Tasks and exercises:
a) Translate this sentence from the blog post on Apple, Facebook, and Google into Spanish: "Apple's expected tablet announcement today demonstrates that Apple increasingly sees itself as the potential middleman in the entire media content delivery industry (print, movies, television, Web)."
b) Name every company the blog post on Apple, Facebook, and Google calls an Internet visionary.
c) Please pick up the blog post on Apple, Facebook, and Google after its final sentence and keep writing it.

Selected extract:
————————

Wednesday, January 27, 2010

Apple, Facebook, and Google: The War for Hearts and Minds and What It Means to You

The rapid adoption of high-speed connections is inexorably bringing to realization the scenario for which Internet visionaries Amazon, Apple, Facebook, Google, and Microsoft have been positioning themselves for years.

There are other pretenders but these Web 2.0 behemoths are positioning themselves for world domination:
  • Amazon's Elastic Compute Cloud and digital text platforms indicate that Amazon intends to be in the mix and also sees itself as the technology foundation for a potential global ecosystem of writers and publishers.
  • Apple's expected tablet announcement today demonstrates that Apple increasingly sees itself as the potential middleman in the entire media content delivery industry (print, movies, television, Web).
  • Google believes that as bandwidth and mindset shifts allow software and data to continue migrating to the cloud, many users will have only netbooks or phones rather than PC's. These users would only need Google's free Chrome operating system, Google Apps and Google Docs, leaving Windows only for power users and much of the corporate world.
  • Microsoft is scrambling to play catch-up with its Azure cloud platform and Office Live, and is surprisingly being considered almost as an underdog, struggling on many fronts to maintain its leadership position.

————————

[Stored lines]

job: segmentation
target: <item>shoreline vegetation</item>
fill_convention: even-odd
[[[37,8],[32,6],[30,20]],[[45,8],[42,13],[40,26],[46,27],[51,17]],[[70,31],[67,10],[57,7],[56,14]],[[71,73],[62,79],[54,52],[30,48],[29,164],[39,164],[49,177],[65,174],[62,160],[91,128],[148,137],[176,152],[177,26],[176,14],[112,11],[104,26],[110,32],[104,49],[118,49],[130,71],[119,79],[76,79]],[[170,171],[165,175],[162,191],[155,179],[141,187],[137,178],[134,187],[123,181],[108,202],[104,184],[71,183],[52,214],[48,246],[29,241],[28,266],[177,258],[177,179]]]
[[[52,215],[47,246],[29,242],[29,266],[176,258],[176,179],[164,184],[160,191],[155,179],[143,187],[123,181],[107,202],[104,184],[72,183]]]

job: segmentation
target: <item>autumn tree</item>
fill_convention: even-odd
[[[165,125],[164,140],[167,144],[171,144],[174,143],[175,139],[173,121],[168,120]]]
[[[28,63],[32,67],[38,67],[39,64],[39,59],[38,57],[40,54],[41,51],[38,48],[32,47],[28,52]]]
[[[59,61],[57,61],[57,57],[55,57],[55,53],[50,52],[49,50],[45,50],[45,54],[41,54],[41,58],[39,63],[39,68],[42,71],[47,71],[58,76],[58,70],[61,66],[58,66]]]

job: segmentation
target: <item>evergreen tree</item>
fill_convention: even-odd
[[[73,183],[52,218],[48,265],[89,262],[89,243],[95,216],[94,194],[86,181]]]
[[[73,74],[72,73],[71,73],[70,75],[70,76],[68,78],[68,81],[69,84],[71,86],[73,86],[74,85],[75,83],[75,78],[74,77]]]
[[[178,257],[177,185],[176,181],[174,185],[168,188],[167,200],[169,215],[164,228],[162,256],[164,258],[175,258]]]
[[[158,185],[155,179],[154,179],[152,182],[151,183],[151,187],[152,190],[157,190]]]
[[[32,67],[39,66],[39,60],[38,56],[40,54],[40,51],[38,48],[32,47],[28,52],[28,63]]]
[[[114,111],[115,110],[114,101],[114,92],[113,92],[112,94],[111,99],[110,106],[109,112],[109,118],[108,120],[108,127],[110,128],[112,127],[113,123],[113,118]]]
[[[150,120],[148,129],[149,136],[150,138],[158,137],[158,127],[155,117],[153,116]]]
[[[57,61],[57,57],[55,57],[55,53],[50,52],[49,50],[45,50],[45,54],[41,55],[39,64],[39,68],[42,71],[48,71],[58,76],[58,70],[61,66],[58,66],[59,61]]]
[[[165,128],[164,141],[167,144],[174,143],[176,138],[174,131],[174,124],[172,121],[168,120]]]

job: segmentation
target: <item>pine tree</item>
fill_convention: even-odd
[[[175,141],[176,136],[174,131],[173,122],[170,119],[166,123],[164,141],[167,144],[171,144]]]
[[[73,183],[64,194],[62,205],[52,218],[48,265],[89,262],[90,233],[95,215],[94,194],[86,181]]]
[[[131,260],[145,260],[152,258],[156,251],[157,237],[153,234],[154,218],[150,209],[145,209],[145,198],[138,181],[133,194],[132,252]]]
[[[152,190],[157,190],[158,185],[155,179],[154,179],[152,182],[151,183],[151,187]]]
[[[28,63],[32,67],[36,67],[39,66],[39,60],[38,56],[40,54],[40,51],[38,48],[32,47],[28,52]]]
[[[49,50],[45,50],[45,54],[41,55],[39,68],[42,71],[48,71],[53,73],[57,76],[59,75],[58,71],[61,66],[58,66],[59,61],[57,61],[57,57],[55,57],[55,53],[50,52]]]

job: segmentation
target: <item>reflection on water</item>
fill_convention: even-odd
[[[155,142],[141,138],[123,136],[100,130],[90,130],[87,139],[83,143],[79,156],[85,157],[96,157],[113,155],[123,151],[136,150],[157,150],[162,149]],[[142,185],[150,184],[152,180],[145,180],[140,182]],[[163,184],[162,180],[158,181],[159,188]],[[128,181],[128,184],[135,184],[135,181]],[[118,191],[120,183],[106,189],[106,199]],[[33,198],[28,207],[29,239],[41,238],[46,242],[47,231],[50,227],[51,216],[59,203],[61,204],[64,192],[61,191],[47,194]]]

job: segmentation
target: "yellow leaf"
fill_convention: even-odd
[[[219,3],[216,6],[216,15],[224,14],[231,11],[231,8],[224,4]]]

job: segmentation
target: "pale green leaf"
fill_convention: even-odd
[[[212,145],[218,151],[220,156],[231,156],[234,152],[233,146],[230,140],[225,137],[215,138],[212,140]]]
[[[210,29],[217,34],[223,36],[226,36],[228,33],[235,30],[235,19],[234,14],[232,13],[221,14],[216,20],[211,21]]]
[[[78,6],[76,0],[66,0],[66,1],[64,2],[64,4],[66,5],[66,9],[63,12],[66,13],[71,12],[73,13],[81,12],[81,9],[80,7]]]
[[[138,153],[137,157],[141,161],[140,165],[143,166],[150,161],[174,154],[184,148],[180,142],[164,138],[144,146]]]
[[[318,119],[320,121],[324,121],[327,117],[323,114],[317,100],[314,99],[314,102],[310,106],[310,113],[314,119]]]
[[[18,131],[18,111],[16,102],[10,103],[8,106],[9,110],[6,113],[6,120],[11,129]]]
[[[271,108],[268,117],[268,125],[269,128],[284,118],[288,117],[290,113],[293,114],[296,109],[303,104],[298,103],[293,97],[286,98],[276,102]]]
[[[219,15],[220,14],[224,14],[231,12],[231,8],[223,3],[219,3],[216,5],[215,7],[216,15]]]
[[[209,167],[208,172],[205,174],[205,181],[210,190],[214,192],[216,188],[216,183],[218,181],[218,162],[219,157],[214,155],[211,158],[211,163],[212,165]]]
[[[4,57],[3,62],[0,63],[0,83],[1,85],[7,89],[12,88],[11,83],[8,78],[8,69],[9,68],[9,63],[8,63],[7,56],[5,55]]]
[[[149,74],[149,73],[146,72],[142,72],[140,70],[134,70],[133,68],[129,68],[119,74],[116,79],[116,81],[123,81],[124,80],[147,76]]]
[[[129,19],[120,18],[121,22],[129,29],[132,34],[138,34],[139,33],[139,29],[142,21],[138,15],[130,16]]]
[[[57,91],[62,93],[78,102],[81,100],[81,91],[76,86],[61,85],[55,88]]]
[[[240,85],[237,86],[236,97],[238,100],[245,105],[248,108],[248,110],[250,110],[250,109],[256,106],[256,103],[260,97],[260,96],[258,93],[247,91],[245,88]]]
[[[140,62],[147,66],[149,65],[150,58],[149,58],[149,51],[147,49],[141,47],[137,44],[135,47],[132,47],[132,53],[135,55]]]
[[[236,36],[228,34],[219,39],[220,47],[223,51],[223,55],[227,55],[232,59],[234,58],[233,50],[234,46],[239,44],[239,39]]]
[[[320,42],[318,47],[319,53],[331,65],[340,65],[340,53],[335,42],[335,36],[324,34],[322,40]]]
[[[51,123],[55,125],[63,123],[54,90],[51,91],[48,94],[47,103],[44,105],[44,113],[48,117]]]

————————

Numbered responses:
a) El esperado anuncio de la tableta de Apple hoy demuestra que Apple se ve cada vez más como el posible intermediario en toda la industria de distribución de contenidos mediáticos (prensa escrita, cine, televisión, Web).

b) Amazon, Apple, Facebook, Google, Microsoft

c)
  • Facebook envisions itself as the portal through which nearly all users will access everything else.
Interesting times! Google's goal is to be for applications and documents what Facebook has become for social networking, a universal solution. Google Docs provides free on-line replacements for the Microsoft Office applications, all running and storing data in the cloud. They're currently unsophisticated replacements for Word, Excel and PowerPoint, etc, but already good for casual use. Google Apps for business is already being marketed. This trend will certainly grow increasingly important during the few years; The only question is, how far can Google take it.

Already, more users worldwide access the Internet only by phone than do users with traditional computers. As this story unfolds, document editing, email, presentations, photo and video editing, games, tax preparation, music, digital books on the tablet -- in short, nearly all the applications the typical user needs -- will be available over the Web. Documents, photos, video and any other type of data will be stored in the Cloud. Users will require mostly netbooks, tablets, and phones. Fewer users will need a desktop or even a laptop computer. That means no Windows operating system, no Microsoft Office applications, no need to burn DVDs, and no flash drives.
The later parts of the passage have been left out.